::: Selected extract :::
Before an estate is distributed, debts and taxes must be paid. In
addition, certain allowances are made to the surviving spouse so
that he or she will have sufficient funds to use while the estate
is being settled. These include Homestead Allowance, an Exempt Property
Allowance, and a Family Allowance up to a reasonable amount. After
these allowances, debts and taxes have been paid, the property is
distributed as follows:
1. If you leave a spouse, but no children
and no parents, your spouse will receive all of your property.
2. If you leave a spouse and no children, but you have a surviving
parent or parents, your spouse will receive the first $50,000
of your estate plus one-half of your remaining property. Your
parent or parents will receive the other half.
3. If you leave a spouse and one or more children, and your spouse
is the parent of all of the children, your spouse will receive
the first $50,000 plus one-half of your remaining property. Your
children will receive the other one-half divided equal shares.
4. If your spouse is not the parent of all of your children, your
spouse will receive one-half of your estate and your children
will receive the other one-half in equal shares.
:::
Write the next part of the text on how an estate is distributed, beginning after its final sentence.
::: Information supplied :::
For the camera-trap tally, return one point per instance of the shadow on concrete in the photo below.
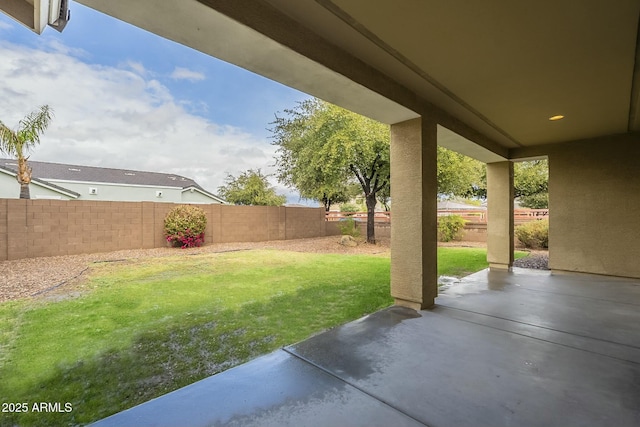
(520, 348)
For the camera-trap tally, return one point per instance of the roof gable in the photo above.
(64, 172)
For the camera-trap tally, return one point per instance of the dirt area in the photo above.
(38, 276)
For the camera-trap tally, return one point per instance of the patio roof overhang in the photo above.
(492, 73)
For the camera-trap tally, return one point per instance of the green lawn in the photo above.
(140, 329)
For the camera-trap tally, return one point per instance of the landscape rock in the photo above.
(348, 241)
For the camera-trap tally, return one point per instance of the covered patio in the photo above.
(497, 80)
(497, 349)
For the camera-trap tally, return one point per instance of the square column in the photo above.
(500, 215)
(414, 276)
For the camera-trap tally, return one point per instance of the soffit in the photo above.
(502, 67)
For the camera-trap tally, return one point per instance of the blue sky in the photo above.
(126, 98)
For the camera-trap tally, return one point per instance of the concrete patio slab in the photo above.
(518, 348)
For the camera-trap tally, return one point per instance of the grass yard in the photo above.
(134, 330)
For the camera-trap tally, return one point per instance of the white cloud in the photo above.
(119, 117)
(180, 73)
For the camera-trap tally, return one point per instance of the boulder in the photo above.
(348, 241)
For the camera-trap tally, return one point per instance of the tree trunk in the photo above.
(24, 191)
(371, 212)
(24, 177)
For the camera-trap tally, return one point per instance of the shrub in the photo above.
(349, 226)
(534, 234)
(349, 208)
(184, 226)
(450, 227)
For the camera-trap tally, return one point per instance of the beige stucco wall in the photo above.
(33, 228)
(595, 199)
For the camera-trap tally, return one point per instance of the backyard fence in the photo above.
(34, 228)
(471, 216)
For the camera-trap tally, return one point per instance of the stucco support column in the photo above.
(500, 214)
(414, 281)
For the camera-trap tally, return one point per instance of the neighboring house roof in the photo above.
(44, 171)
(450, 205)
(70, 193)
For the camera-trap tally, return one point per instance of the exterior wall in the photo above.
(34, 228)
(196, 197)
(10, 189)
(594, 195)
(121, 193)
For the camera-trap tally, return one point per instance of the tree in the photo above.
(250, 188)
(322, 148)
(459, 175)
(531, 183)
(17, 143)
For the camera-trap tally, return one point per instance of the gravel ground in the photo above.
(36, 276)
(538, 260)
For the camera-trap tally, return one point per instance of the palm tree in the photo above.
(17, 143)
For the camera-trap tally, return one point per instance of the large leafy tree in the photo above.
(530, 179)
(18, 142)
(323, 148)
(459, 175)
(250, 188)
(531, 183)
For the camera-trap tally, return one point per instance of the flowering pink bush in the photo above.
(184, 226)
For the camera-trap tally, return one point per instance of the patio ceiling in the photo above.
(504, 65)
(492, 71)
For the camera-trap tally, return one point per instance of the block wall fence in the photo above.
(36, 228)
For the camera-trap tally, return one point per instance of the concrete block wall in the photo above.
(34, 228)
:::
::: Information supplied :::
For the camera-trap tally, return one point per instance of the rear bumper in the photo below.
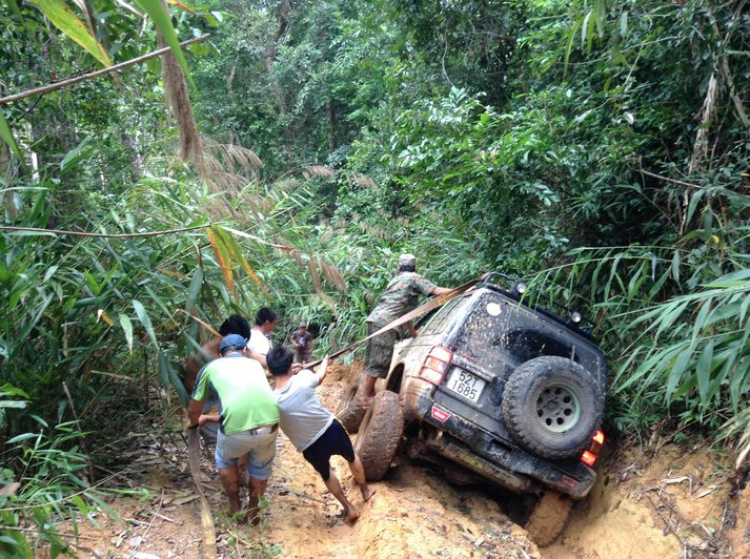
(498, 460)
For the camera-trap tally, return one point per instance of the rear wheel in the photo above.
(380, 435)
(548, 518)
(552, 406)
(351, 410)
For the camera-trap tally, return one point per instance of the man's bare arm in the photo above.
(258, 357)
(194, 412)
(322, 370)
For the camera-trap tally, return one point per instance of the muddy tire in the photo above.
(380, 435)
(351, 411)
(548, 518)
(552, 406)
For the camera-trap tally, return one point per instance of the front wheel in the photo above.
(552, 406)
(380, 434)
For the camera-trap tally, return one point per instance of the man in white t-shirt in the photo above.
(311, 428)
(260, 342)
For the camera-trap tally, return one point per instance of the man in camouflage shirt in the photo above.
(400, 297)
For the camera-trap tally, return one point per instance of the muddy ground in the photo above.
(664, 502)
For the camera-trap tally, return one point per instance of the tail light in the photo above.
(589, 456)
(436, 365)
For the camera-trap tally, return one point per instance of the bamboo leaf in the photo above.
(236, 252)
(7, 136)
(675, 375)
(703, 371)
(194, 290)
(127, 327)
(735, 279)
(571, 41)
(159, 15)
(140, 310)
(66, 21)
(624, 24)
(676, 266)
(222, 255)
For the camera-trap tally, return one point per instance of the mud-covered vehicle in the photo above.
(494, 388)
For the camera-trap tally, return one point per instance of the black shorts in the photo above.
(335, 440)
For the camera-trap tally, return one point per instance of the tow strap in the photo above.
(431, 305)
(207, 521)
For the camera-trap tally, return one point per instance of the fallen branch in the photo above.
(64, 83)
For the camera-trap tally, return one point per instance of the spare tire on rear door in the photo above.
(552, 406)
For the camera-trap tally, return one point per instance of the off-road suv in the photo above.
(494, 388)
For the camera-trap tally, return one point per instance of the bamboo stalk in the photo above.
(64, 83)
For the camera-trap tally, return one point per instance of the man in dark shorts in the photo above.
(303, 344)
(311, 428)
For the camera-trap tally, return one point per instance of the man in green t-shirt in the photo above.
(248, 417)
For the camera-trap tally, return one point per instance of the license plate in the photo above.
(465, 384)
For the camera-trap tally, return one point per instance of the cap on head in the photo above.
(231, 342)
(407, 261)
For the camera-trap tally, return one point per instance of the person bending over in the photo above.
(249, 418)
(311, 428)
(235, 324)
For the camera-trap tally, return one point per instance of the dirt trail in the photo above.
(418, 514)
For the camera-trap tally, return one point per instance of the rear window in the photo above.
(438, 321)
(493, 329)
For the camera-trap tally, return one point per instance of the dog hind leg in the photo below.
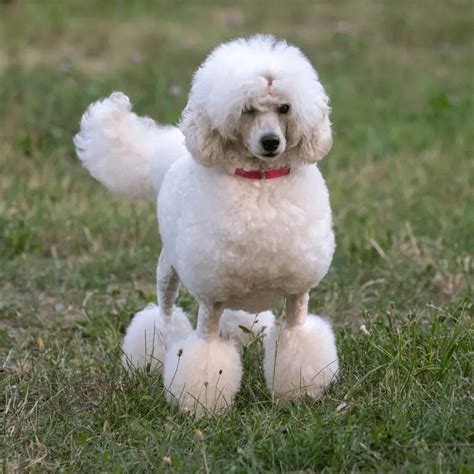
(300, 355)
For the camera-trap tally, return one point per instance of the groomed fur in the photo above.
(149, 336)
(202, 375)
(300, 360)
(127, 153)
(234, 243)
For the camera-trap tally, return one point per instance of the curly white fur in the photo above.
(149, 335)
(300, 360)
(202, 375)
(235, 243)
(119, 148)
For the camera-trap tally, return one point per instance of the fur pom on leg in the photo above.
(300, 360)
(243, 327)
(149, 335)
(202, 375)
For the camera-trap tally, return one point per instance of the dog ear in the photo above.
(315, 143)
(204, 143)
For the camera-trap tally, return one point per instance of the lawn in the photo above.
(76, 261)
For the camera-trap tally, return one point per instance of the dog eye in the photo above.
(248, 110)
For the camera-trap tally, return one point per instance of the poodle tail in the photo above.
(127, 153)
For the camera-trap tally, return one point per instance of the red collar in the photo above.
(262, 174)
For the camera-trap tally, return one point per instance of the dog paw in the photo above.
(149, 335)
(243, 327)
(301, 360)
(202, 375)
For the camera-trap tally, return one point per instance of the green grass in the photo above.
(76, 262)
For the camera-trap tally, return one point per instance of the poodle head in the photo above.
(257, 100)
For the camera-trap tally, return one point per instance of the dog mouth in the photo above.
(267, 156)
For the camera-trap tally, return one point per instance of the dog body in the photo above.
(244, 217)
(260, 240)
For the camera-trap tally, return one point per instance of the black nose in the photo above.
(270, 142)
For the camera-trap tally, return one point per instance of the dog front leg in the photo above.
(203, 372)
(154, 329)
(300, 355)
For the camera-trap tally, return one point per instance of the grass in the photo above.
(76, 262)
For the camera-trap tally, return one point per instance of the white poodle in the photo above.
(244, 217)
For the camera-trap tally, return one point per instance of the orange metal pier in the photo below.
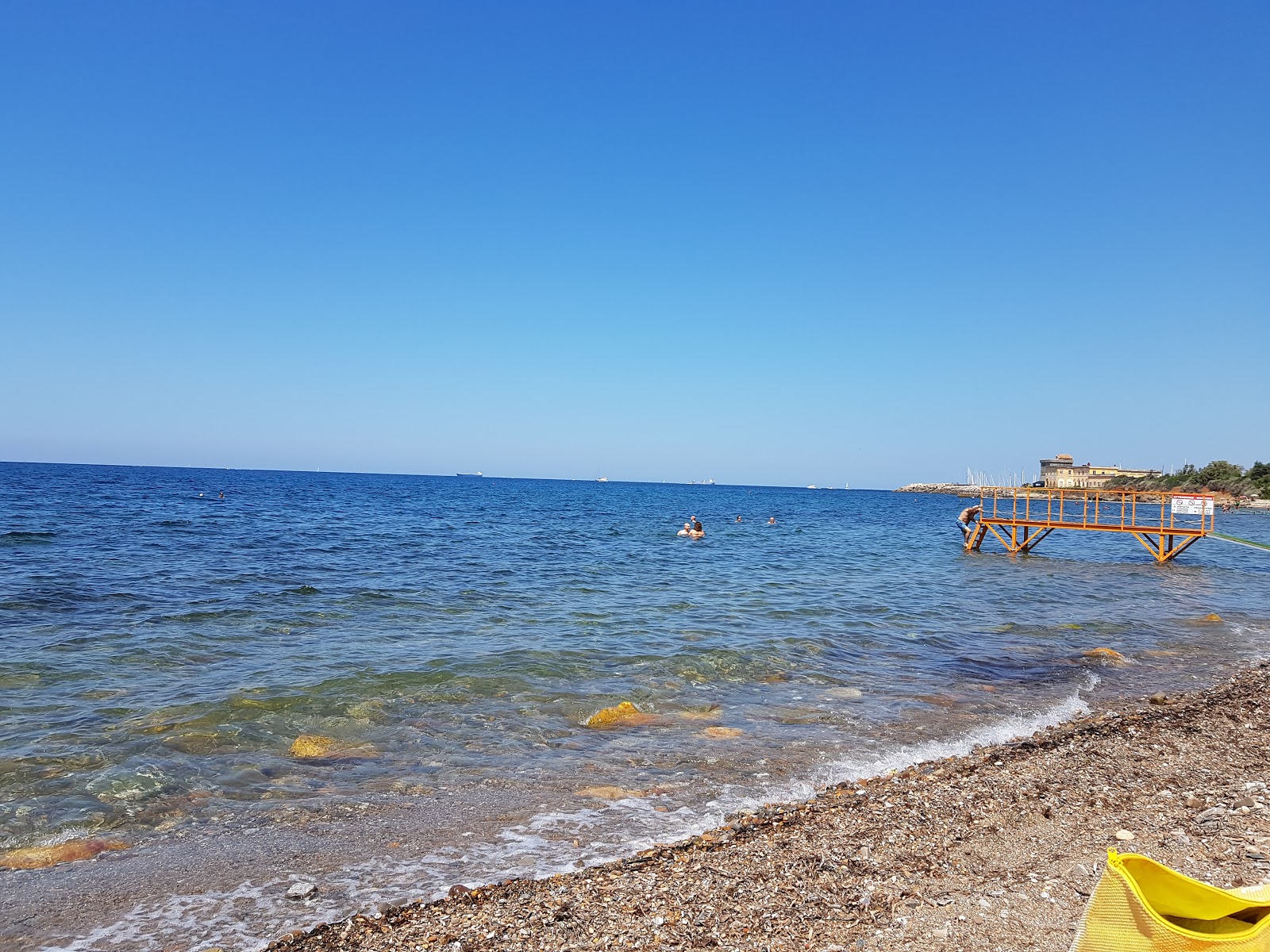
:::
— Written answer —
5. If you leave no spouse, your children will receive all of your
property in equal shares. If you leave no spouse or children,
then your grandchildren will receive your property in equal shares.
If you have no grandchildren, your parents will receive your property.
6. If you leave no spouse, children, grandchildren, or parent,
your estate would go to your next of kin, as defined in Nebraska
law. The portion of your estate that a relative would receive
would depend upon how closely he or she is related to you.
The law provides only a rigid
formula, and makes no exceptions for those in unusual need. The
failure to make a will could mean hardships and added expense for
your immediate family, and benefit some relatives you may not even
know.
The laws make no provisions for friends, business associates, charitable
institutions, schools or churches, and they treat all types of property
the same. There are no special provisions for family heirlooms or
jewelry or a family business, for example. They also fail to consider
the different needs of different beneficiaries, some of who may
need protection against their own spending habits or the exorbitant
demands of a husband or wife. The only way to handle these special
situations is to through a carefully planned will.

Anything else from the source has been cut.